Could you print, word for word, the items starting at the line that contains "My supervisor requested detection results for the blue shot" and ending at the line that contains "455, 0, 598, 777", including both of those lines but leaving out any pictures?

(Annotated coordinate records)
# # #

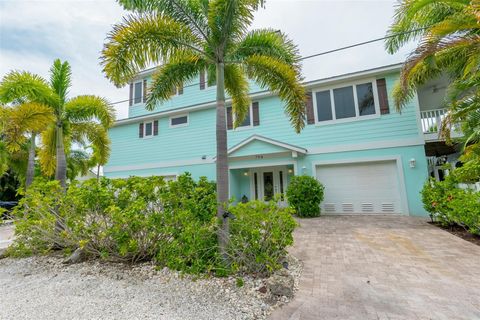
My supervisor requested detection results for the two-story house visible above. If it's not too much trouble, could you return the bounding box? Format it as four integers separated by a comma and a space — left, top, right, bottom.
104, 64, 456, 215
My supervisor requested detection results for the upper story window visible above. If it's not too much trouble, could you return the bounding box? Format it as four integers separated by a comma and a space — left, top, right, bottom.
138, 120, 158, 138
129, 79, 147, 106
227, 102, 260, 130
314, 81, 380, 123
133, 82, 143, 104
170, 114, 188, 127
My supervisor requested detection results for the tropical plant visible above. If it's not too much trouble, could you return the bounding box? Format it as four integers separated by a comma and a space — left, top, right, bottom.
287, 175, 325, 217
386, 0, 480, 109
102, 0, 305, 260
0, 59, 115, 189
0, 104, 54, 188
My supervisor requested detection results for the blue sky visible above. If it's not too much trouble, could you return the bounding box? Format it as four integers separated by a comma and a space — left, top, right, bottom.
0, 0, 411, 118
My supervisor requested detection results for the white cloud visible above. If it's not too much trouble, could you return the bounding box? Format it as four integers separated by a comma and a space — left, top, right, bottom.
0, 0, 416, 118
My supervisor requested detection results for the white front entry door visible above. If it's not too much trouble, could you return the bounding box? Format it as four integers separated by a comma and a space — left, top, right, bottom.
251, 166, 287, 205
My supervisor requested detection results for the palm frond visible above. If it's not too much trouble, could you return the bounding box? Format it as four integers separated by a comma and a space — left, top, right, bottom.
0, 71, 59, 106
4, 102, 55, 152
38, 125, 57, 177
70, 122, 110, 165
65, 95, 115, 128
227, 29, 300, 70
118, 0, 209, 41
245, 55, 306, 133
101, 14, 205, 86
50, 59, 72, 105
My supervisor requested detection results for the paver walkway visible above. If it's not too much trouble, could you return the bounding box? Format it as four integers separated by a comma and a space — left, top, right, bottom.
271, 216, 480, 320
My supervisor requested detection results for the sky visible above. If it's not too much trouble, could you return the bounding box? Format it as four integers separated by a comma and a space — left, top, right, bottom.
0, 0, 412, 119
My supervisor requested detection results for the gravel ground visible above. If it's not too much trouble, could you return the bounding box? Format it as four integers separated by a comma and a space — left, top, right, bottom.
0, 257, 301, 320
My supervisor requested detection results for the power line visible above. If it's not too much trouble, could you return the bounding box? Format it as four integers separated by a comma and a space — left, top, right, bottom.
110, 27, 429, 105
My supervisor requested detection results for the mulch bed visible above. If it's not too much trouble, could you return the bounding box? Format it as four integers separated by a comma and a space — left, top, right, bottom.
429, 222, 480, 246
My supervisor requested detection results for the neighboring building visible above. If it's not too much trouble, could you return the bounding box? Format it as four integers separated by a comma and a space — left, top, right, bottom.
104, 65, 458, 215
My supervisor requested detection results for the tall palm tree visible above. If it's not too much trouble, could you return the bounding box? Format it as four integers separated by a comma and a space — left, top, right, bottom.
0, 102, 54, 188
386, 0, 480, 109
0, 59, 115, 189
102, 0, 305, 258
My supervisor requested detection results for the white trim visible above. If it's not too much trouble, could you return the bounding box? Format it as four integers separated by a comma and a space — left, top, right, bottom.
413, 90, 427, 143
312, 155, 410, 215
132, 80, 143, 108
117, 63, 402, 126
168, 113, 190, 128
308, 137, 425, 154
142, 120, 155, 139
227, 134, 307, 154
103, 159, 215, 173
232, 103, 253, 131
312, 78, 380, 126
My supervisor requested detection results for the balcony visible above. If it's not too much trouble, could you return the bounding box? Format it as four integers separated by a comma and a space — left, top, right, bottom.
420, 108, 462, 141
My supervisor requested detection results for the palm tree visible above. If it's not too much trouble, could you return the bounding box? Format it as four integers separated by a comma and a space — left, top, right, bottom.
0, 59, 115, 189
102, 0, 305, 259
386, 0, 480, 109
0, 102, 54, 188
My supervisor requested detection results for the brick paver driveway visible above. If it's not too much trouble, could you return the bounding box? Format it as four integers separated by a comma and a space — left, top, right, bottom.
271, 216, 480, 320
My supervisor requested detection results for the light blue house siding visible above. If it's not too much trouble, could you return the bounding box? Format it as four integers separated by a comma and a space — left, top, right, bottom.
104, 68, 428, 215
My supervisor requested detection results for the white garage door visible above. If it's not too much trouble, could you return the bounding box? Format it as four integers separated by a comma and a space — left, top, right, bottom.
317, 161, 402, 214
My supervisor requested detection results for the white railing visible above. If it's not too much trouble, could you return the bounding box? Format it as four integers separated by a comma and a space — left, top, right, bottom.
420, 109, 447, 133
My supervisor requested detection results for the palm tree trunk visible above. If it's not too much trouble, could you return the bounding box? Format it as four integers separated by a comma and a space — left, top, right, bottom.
55, 122, 67, 191
25, 132, 37, 189
216, 62, 229, 262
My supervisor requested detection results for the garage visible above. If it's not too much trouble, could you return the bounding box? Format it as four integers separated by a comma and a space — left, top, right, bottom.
316, 160, 402, 214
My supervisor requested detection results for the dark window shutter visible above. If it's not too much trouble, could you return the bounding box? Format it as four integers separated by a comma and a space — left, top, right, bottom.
200, 70, 205, 90
227, 107, 233, 130
128, 83, 133, 106
143, 79, 147, 103
377, 78, 390, 114
252, 102, 260, 126
138, 122, 143, 138
305, 92, 315, 124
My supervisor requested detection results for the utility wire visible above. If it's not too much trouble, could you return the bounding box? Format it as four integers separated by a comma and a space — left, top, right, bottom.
110, 26, 430, 105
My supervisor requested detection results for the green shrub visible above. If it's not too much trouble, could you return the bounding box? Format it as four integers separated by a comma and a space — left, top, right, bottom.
421, 175, 480, 234
9, 174, 295, 275
287, 176, 325, 217
228, 201, 297, 274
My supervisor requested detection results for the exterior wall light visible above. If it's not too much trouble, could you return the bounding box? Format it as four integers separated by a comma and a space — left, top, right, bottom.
408, 158, 417, 168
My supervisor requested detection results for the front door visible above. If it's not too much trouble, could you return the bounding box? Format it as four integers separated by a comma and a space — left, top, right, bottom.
251, 166, 287, 204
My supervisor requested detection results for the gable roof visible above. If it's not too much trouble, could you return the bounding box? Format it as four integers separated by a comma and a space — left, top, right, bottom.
227, 134, 307, 155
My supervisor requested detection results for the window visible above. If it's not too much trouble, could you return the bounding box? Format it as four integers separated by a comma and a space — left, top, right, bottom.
170, 115, 188, 127
315, 90, 332, 121
315, 81, 380, 123
143, 122, 153, 137
333, 87, 355, 119
226, 105, 253, 130
357, 83, 375, 116
133, 82, 143, 104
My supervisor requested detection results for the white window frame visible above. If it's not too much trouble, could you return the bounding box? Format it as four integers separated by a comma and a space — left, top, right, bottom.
230, 103, 253, 131
168, 113, 190, 128
132, 80, 143, 106
312, 78, 380, 126
143, 120, 155, 139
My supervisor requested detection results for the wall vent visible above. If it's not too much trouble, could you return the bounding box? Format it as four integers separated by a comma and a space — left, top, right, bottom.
323, 203, 335, 212
342, 203, 353, 212
382, 202, 395, 212
362, 203, 373, 212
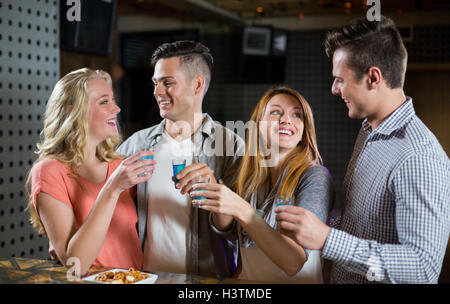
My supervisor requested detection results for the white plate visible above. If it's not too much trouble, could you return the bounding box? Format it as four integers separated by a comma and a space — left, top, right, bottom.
82, 268, 158, 285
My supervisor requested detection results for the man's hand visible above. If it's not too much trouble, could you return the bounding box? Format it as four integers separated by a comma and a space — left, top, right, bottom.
175, 163, 217, 194
275, 206, 330, 250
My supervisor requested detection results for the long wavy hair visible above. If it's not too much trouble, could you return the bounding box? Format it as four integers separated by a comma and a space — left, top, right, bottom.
234, 87, 322, 203
25, 68, 122, 234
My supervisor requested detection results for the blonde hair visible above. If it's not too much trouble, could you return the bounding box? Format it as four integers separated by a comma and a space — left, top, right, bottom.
25, 68, 122, 234
234, 87, 322, 204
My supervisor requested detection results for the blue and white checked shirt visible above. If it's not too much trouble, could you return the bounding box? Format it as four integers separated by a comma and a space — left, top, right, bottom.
322, 98, 450, 283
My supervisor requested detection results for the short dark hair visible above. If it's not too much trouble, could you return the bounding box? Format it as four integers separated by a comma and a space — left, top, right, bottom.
151, 40, 214, 93
324, 16, 408, 89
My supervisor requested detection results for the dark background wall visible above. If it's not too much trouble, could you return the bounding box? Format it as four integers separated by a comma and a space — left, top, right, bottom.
0, 0, 450, 282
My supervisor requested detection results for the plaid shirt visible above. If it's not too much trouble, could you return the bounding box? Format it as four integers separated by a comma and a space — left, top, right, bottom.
322, 98, 450, 283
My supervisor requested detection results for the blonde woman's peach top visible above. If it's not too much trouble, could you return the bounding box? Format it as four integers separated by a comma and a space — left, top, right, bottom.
32, 159, 143, 269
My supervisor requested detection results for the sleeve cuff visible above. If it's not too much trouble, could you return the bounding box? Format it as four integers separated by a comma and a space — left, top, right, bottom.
322, 228, 358, 262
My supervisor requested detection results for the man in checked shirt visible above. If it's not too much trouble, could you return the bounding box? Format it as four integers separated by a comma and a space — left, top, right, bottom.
276, 17, 450, 283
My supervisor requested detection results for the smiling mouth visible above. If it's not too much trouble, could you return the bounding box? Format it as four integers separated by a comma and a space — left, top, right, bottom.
278, 130, 294, 136
106, 119, 116, 127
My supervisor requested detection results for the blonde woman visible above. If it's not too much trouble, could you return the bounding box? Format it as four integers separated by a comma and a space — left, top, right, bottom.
191, 87, 334, 283
27, 68, 154, 275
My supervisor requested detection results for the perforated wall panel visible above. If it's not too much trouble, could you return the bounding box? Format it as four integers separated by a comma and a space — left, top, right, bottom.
0, 0, 59, 258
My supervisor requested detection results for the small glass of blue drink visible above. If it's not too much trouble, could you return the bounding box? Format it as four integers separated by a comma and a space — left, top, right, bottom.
275, 196, 294, 207
172, 159, 186, 185
192, 175, 211, 200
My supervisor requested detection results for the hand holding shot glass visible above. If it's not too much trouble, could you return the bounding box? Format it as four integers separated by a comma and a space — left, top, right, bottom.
172, 158, 186, 185
275, 195, 294, 207
192, 175, 211, 200
138, 149, 156, 177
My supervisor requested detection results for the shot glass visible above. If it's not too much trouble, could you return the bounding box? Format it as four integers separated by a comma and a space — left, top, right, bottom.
192, 175, 211, 200
172, 159, 186, 185
275, 196, 294, 207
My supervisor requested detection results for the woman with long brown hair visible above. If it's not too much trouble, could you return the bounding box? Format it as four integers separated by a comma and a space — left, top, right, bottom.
190, 87, 334, 283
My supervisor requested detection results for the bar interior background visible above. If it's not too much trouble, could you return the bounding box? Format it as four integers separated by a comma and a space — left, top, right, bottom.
0, 0, 450, 283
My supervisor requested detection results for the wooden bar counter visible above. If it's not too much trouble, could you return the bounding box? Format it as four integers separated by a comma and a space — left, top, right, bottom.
0, 257, 260, 284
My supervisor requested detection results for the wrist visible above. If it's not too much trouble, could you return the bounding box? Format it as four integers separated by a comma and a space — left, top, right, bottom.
102, 183, 123, 198
320, 225, 331, 251
233, 201, 258, 224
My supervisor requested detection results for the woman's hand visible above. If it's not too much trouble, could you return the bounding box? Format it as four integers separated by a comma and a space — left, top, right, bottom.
107, 151, 156, 192
189, 183, 253, 219
275, 206, 330, 250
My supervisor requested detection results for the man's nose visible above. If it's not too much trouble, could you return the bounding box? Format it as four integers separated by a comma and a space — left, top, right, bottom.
113, 103, 120, 114
331, 80, 341, 95
153, 84, 164, 96
280, 113, 292, 124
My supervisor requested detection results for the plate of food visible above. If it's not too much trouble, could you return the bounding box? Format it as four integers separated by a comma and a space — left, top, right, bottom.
83, 268, 158, 284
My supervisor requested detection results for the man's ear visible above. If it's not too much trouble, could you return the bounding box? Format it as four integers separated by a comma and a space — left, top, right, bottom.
193, 75, 205, 95
367, 67, 383, 89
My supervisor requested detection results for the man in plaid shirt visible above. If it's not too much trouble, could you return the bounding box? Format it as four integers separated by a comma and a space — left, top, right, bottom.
276, 17, 450, 283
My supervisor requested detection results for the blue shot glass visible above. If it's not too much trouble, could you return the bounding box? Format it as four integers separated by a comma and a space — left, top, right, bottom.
192, 175, 211, 200
275, 196, 294, 207
172, 159, 186, 185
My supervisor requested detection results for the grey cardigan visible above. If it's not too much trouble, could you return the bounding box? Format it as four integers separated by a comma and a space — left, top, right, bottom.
210, 165, 335, 257
117, 113, 245, 278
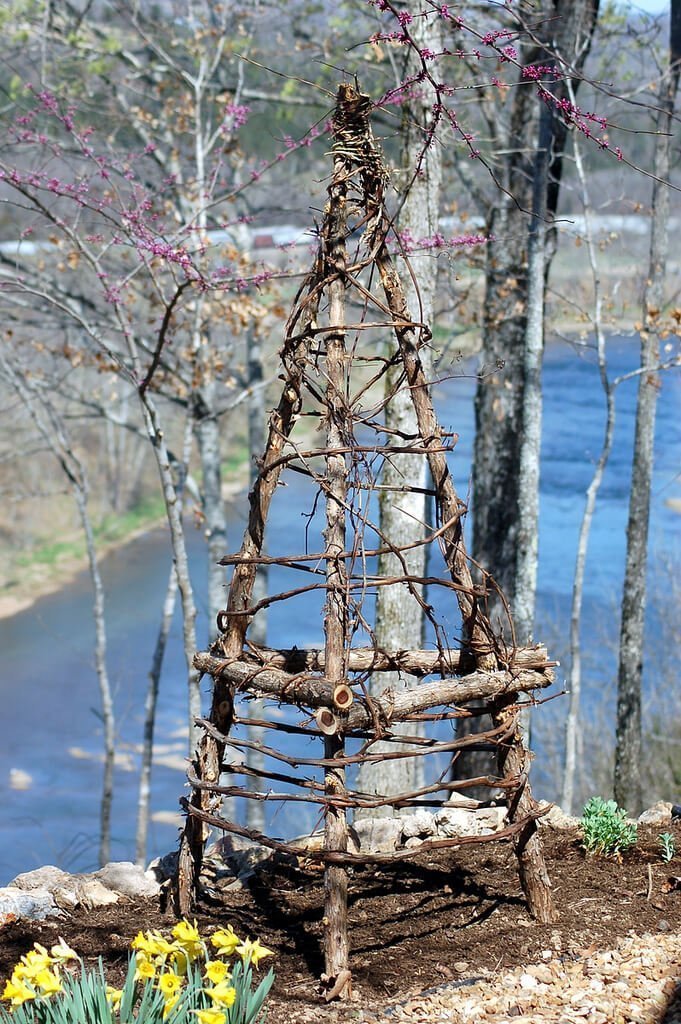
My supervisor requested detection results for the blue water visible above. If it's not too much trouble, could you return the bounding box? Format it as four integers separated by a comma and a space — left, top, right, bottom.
0, 339, 681, 884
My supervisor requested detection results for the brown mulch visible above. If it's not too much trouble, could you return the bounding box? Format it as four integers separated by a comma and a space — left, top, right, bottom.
0, 823, 681, 1024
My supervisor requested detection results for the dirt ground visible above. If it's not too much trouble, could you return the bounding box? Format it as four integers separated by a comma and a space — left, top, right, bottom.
0, 822, 681, 1024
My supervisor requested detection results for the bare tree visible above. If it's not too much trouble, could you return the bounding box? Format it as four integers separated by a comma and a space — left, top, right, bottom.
614, 0, 681, 814
0, 350, 116, 865
352, 0, 442, 816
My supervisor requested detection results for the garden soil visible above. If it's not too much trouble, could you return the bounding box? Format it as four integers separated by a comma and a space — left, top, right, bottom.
0, 822, 681, 1024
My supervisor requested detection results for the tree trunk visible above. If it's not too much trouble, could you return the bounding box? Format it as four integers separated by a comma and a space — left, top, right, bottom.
135, 565, 177, 867
560, 108, 615, 814
357, 2, 442, 816
614, 6, 681, 815
246, 330, 267, 831
455, 0, 598, 777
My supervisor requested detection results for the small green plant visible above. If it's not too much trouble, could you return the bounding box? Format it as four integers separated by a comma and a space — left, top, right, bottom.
659, 833, 676, 864
0, 921, 274, 1024
582, 797, 638, 857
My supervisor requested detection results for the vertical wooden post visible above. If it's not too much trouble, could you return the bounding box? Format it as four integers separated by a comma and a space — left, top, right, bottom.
323, 94, 350, 998
492, 693, 557, 925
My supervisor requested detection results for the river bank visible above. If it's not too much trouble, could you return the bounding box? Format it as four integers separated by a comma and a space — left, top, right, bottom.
0, 466, 248, 618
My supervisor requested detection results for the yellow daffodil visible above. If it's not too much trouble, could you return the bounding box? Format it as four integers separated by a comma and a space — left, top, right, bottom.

# # #

**Reply**
My supervisor requested detection results for the blue shot glass visible above. If it's not too much trouble, could you return the bounding box? Format it as four integers separated by a comma and a space — left, top, right, bottom.
192, 175, 211, 200
275, 196, 294, 207
172, 159, 186, 185
My supervisor requested detection results for the grey cardigan visible above. If it's not too much trouble, could you return the bounding box? Format it as four integers separated by a comma and a space — left, top, right, bottom.
210, 165, 335, 257
117, 113, 245, 278
My supervisor requested detection results for the blue water visible above. If it's not too much trouble, could you return the bounding box? Format it as four integers separated by a comma and a space — left, top, right, bottom.
0, 339, 681, 884
My supervisor requested detection results for the brown mulch visible above. If it's not too much trouble, could you return the bounding box? Format it as four integers separated by a comma and a space — left, top, right, bottom.
0, 823, 681, 1024
My supervisor requested detection results for the dirt ground visible above. If it's not too much trouble, could you return the bounding box? Format it as four integers separated by a comma and a space — left, top, right, bottom.
0, 822, 681, 1024
My supervisor requested detection results for the bare tree visible above. If it's not too much trouble, could you return the bounding box? Format it as four integers separated by a comma and a space — left, top, right, bottom.
614, 0, 681, 814
0, 350, 116, 865
352, 0, 442, 816
My supervisor requested detection results for the garden soil visible above. If it's not too much trouble, could you return the bounding box? Format it as four integers separated by a comma and a space — left, top, right, bottom.
0, 822, 681, 1024
My supervisor requested detection results for the tree trunk visible above. If it's not too much trouble, could you return the bounding box? Format it as four integers separated by a comma and a space — left, top, right, bottom.
135, 565, 177, 867
560, 108, 615, 814
357, 2, 442, 816
614, 6, 681, 815
246, 330, 267, 831
455, 0, 598, 777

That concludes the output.